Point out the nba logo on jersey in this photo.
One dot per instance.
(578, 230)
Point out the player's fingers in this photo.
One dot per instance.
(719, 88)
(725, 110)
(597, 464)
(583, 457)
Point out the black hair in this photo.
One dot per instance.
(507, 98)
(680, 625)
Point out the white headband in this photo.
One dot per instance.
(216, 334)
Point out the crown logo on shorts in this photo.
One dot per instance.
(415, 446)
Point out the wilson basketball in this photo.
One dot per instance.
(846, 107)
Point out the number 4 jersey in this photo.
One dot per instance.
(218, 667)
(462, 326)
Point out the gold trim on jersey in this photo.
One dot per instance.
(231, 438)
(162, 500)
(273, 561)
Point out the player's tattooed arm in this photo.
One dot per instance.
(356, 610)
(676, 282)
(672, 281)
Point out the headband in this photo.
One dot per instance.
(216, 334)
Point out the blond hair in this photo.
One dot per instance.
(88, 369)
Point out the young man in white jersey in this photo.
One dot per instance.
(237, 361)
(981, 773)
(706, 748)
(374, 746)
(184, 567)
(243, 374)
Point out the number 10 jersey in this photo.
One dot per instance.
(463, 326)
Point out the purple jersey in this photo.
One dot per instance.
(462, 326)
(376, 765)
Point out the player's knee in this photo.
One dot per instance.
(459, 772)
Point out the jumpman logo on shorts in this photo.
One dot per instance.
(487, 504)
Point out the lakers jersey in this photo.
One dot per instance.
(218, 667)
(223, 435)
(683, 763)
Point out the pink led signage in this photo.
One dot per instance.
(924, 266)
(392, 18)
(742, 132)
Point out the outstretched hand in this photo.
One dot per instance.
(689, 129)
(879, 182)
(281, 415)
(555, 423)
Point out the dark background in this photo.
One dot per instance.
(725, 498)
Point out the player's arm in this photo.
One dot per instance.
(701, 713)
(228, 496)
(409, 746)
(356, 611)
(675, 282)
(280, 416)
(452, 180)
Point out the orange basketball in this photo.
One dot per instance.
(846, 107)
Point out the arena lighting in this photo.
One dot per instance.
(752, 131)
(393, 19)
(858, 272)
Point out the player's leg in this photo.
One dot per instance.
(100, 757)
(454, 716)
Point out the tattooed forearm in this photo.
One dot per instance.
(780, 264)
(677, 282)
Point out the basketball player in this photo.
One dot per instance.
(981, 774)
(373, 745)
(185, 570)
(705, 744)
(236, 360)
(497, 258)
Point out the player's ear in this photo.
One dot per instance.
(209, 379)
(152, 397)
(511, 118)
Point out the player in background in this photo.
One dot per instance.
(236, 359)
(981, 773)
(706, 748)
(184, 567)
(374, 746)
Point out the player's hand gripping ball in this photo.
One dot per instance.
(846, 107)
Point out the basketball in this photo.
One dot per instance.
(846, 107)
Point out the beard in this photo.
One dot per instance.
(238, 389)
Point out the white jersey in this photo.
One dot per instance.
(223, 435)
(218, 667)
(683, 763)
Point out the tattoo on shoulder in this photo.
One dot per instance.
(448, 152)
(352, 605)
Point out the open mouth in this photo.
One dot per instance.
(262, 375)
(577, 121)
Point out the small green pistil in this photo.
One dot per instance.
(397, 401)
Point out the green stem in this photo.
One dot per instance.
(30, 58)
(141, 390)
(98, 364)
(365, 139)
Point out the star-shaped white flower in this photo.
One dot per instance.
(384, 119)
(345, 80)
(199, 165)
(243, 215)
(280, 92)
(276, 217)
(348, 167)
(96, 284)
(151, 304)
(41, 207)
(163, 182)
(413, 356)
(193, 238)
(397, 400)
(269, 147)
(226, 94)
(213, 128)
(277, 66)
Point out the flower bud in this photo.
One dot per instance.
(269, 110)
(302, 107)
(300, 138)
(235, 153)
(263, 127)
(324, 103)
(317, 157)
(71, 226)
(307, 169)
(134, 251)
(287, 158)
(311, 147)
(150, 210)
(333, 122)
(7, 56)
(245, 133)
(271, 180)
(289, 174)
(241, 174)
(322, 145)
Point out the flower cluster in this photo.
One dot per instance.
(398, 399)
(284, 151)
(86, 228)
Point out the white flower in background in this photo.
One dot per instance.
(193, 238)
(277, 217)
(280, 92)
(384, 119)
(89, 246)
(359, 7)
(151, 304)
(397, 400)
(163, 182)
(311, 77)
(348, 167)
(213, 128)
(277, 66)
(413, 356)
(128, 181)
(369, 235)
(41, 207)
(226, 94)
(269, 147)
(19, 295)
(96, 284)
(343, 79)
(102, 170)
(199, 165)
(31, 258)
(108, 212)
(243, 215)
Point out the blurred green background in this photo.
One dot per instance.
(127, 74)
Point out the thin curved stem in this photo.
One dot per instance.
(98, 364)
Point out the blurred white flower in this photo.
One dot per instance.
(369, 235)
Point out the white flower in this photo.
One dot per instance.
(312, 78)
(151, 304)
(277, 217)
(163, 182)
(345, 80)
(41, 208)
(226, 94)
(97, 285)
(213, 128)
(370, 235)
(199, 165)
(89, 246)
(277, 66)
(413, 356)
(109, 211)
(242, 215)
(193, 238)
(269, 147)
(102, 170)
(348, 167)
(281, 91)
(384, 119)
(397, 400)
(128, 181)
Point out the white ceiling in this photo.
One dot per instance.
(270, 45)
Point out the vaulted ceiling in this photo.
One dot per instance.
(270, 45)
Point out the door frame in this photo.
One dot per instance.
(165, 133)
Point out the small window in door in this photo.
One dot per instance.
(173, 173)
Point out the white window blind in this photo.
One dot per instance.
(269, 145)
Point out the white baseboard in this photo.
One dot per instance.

What you are asked to do: Please copy out each record, character for character.

In response:
Point out the nba logo on jersey in this photo.
One dot per instance.
(578, 230)
Point out the player's fingers in this photo.
One dot per instance.
(719, 88)
(725, 110)
(597, 464)
(583, 457)
Point out the black hair in this photo.
One dot per instance.
(507, 98)
(680, 625)
Point out the white headband in this photo.
One dot per instance.
(216, 334)
Point out the crown logo on shorts in this photo.
One dot per instance.
(415, 446)
Point out the wilson basketball in this photo.
One dot per instance.
(846, 107)
Point out the number 4 jersey in this photo.
One dot per instance.
(218, 667)
(462, 326)
Point out the gold trim on jersey in this photo.
One dot per instance.
(231, 438)
(162, 500)
(273, 561)
Point out the player's tattooed arm in this photo.
One dot per instance.
(356, 610)
(676, 282)
(672, 281)
Point out the headband in this photo.
One dot per instance.
(216, 334)
Point out the blond hair in this photo.
One dot per instance.
(88, 369)
Point out the young man in white jersey in this photo.
One dot per instance.
(237, 361)
(981, 773)
(706, 748)
(374, 746)
(184, 567)
(243, 374)
Point out the number 10 jersey in this photo.
One dot per instance.
(463, 326)
Point out the purple jersey in this photo.
One dot per instance.
(462, 326)
(376, 765)
Point out the player's knee in this photo.
One dot per instance.
(459, 772)
Point out the jumpman logo on shorts in this photo.
One dot per instance.
(487, 504)
Point out the lakers jersey in this photo.
One dot per instance.
(218, 667)
(223, 435)
(683, 763)
Point out the pink led signage in this photo.
One dot per instance.
(924, 266)
(392, 18)
(742, 132)
Point out the outstretched hand in this photo.
One dot per instance.
(689, 129)
(879, 182)
(281, 415)
(555, 423)
Point out the dark background in this photo.
One dot per instance.
(725, 498)
Point out the player's arm in this photo.
One dot per instance.
(701, 713)
(228, 496)
(409, 746)
(356, 611)
(675, 282)
(280, 416)
(452, 180)
Point out the orange basketball in this photo.
One dot per instance.
(846, 107)
Point out the arena lighting in this photo.
One dot per instance.
(752, 131)
(393, 19)
(858, 272)
Point out the player's leg in this photo.
One dot per instance.
(100, 757)
(454, 716)
Point out the tattooed forearm in this photo.
One dot per instance.
(780, 264)
(677, 282)
Point out the basketball player in this photo.
One dot per instance.
(981, 774)
(373, 745)
(185, 570)
(705, 744)
(236, 360)
(497, 258)
Point out the player's ear in this photo.
One dot per instance.
(209, 379)
(152, 397)
(511, 118)
Point out the player in background in this photo.
One dot per instance.
(236, 359)
(981, 773)
(706, 748)
(184, 567)
(374, 746)
Point out the player's hand gripping ball in this photo.
One dot per instance.
(846, 107)
Point out the basketball in this photo.
One dot per instance.
(846, 107)
Point out the beard in this photo.
One dot per instance.
(238, 389)
Point out the white jersey in this photo.
One dot per instance.
(223, 435)
(218, 667)
(683, 763)
Point out the tattoo on shoulder in this photo.
One dot per instance.
(448, 152)
(352, 605)
Point out the open mouth in this photo.
One dot per instance.
(262, 375)
(577, 121)
Point out the small green pistil in this photo.
One dot per instance.
(397, 401)
Point out the green stem in this photo.
One dot per instance.
(30, 58)
(141, 390)
(98, 364)
(365, 139)
Point out the star-shaped white flower in this photo.
One dot per instance.
(384, 119)
(345, 80)
(199, 165)
(243, 215)
(280, 92)
(276, 217)
(348, 167)
(96, 284)
(151, 304)
(41, 207)
(163, 182)
(413, 356)
(193, 238)
(397, 400)
(269, 147)
(226, 94)
(213, 128)
(277, 66)
Point out the flower bud in this photo.
One dot per instance.
(269, 110)
(302, 107)
(300, 138)
(235, 153)
(263, 127)
(324, 103)
(317, 157)
(71, 226)
(307, 169)
(134, 251)
(287, 158)
(311, 147)
(150, 210)
(333, 122)
(7, 56)
(245, 133)
(271, 180)
(289, 174)
(241, 174)
(322, 145)
Point out the flower cluster in this photo.
One dot per instance.
(398, 399)
(284, 151)
(86, 228)
Point out the white flower in background in this photo.
One dot per instance.
(193, 238)
(277, 217)
(280, 92)
(384, 119)
(89, 246)
(359, 7)
(151, 304)
(397, 400)
(163, 182)
(311, 77)
(348, 167)
(213, 128)
(277, 66)
(413, 356)
(128, 181)
(369, 235)
(41, 207)
(226, 94)
(269, 147)
(19, 295)
(96, 284)
(343, 79)
(102, 170)
(199, 165)
(31, 258)
(108, 212)
(243, 215)
Point out the blurred green background in this photo.
One dot per instance.
(127, 74)
Point out the thin curved stem in this photo.
One dot per instance.
(98, 364)
Point out the blurred white flower in this photo.
One dot per instance.
(369, 235)
Point out the white flower in this photo.
One dot per instance.
(312, 78)
(151, 304)
(277, 217)
(163, 182)
(345, 80)
(41, 208)
(226, 94)
(97, 285)
(213, 128)
(370, 235)
(199, 165)
(89, 246)
(277, 66)
(413, 356)
(109, 211)
(242, 215)
(193, 238)
(269, 147)
(102, 170)
(348, 167)
(281, 91)
(384, 119)
(397, 400)
(128, 181)
Point out the white ceiling in this photo.
One dot per instance.
(270, 45)
Point out the vaulted ceiling in this photo.
One dot per instance.
(270, 45)
Point out the door frame in this photo.
One dot per instance.
(165, 133)
Point out the small window in door in this photo.
One dot per instance.
(173, 173)
Point out the white window blind in this photo.
One dot per instance.
(269, 145)
Point out the white baseboard in this photo.
One dot per instance.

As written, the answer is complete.